How to complete this task:
An exact copy of the entries, with every picture omitted, is what is needed here.

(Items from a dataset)
^^^^
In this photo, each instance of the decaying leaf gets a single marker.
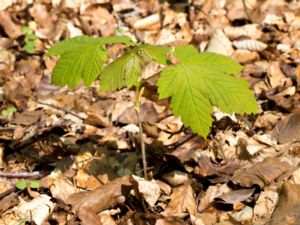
(89, 204)
(251, 45)
(28, 118)
(287, 211)
(38, 209)
(235, 197)
(150, 190)
(261, 174)
(288, 129)
(264, 207)
(211, 193)
(248, 30)
(216, 172)
(219, 43)
(182, 202)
^^^^
Response area:
In this photo, each instance of the decaying leaf gets a single marker.
(89, 204)
(251, 45)
(28, 118)
(287, 211)
(38, 209)
(235, 197)
(150, 190)
(261, 174)
(288, 129)
(264, 207)
(211, 193)
(248, 30)
(216, 172)
(219, 43)
(182, 202)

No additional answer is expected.